» Task to complete
Please output exactly the part of the records below that opens with the line containing "Pick out each instance of the lichen-spotted" and closes with the line containing "Target: lichen-spotted dead leaf", both lines included, and nothing else.

» Input
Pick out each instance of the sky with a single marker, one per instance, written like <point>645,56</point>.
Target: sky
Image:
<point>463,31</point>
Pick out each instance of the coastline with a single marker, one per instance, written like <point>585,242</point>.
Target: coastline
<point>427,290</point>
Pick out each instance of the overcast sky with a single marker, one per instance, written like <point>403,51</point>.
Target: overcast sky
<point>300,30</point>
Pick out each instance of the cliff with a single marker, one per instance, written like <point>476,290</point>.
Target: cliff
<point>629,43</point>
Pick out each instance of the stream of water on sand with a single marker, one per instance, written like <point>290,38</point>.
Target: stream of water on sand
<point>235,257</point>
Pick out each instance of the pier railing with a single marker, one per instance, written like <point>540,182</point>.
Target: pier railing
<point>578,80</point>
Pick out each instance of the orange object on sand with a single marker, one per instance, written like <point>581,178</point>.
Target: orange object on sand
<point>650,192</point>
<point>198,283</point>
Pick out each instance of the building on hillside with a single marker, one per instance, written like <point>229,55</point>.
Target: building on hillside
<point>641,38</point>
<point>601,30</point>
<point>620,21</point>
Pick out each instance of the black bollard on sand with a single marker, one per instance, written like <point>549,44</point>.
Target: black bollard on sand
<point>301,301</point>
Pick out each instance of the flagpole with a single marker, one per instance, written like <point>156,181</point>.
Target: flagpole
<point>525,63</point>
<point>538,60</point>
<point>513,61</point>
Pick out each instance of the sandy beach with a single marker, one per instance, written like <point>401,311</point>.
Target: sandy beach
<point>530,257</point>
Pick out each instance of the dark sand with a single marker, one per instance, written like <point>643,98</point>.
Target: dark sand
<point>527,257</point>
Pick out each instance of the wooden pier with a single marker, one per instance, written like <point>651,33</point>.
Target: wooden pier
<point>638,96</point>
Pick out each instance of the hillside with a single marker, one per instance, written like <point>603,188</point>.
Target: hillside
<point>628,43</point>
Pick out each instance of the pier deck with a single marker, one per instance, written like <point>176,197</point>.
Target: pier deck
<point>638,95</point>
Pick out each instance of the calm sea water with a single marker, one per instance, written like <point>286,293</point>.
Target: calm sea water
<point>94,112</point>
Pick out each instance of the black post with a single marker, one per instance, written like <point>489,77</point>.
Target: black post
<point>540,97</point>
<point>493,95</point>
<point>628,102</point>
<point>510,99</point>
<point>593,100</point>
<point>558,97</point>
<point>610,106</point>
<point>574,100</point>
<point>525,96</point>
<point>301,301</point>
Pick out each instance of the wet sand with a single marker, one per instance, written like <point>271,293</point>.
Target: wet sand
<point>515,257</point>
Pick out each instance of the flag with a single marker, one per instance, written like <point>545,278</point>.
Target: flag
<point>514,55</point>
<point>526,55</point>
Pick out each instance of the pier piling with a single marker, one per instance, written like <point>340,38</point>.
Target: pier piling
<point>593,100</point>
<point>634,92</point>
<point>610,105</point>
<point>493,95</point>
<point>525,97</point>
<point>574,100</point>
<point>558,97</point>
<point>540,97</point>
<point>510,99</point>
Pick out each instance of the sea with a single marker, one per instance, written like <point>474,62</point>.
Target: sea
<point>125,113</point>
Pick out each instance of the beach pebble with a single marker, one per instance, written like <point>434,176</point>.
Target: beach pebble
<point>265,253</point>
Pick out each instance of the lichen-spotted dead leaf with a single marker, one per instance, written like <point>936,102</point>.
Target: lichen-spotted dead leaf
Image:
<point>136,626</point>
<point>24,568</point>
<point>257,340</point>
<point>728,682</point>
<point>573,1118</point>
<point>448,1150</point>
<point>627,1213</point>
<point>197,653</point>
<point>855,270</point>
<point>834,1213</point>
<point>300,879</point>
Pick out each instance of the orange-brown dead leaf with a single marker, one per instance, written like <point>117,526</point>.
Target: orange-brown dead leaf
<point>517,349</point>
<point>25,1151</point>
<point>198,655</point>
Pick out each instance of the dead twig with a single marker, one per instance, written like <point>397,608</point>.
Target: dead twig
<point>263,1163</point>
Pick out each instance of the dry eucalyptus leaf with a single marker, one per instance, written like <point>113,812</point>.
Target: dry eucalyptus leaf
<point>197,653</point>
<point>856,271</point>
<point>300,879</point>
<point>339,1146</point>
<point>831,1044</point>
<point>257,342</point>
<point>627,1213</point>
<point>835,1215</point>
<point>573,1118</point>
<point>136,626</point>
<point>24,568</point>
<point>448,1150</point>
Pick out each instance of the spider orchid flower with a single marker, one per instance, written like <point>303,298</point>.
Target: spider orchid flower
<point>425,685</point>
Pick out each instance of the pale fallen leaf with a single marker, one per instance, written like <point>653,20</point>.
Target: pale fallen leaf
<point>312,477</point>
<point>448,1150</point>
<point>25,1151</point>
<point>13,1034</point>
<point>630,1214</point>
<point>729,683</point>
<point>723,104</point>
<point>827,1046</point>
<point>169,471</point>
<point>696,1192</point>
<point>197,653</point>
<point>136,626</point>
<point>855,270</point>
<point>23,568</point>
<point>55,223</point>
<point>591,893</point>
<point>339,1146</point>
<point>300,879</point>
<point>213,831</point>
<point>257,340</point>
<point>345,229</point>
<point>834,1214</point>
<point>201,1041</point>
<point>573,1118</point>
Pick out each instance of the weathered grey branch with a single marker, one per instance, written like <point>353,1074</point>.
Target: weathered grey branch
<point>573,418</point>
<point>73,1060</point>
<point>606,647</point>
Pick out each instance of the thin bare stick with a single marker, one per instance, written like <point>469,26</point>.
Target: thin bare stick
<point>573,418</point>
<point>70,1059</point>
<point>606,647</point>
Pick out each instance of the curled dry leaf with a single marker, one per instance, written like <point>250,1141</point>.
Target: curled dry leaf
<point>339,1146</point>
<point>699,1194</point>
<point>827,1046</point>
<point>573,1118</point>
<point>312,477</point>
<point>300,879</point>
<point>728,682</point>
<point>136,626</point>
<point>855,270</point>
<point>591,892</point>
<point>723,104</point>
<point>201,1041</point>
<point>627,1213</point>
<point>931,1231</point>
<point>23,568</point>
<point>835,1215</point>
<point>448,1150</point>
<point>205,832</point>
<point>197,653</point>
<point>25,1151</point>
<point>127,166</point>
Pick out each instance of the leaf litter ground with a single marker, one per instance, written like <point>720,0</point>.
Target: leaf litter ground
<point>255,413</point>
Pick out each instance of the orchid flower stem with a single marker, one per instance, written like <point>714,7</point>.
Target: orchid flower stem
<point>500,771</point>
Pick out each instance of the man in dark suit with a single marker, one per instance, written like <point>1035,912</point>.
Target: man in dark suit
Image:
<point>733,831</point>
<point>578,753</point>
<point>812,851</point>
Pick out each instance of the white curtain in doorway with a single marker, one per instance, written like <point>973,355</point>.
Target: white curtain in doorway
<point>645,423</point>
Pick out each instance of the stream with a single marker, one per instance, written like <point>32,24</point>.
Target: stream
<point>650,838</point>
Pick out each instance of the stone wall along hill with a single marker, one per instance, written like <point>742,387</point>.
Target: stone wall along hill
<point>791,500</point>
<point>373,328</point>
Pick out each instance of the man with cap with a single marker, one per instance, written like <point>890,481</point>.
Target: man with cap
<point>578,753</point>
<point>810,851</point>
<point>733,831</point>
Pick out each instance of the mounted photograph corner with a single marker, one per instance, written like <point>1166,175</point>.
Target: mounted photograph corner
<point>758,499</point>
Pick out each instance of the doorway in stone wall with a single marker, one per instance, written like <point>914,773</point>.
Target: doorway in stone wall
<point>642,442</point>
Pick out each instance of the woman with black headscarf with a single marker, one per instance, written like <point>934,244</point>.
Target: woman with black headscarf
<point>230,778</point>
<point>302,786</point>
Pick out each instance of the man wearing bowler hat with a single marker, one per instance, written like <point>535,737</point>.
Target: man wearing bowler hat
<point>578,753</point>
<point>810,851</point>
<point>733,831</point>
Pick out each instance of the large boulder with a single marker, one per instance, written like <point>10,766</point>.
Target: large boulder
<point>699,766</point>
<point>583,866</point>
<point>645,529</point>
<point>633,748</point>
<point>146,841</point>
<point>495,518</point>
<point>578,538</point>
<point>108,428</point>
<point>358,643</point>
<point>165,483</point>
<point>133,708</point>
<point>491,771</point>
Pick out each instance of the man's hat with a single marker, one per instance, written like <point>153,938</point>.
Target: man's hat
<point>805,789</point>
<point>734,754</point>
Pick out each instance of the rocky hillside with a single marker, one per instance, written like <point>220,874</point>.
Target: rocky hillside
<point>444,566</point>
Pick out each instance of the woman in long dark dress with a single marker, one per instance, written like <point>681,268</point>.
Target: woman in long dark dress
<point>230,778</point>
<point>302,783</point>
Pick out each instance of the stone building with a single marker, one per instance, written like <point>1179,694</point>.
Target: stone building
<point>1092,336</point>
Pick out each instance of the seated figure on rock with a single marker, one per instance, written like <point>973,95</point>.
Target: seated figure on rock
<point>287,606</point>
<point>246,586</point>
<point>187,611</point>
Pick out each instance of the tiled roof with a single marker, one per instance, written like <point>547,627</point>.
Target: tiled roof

» Answer to this problem
Pick out each instance of the lichen-spotted dead leaf with a single marker, one per instance, written like <point>936,102</point>.
Target: lichen-spotted dead leaf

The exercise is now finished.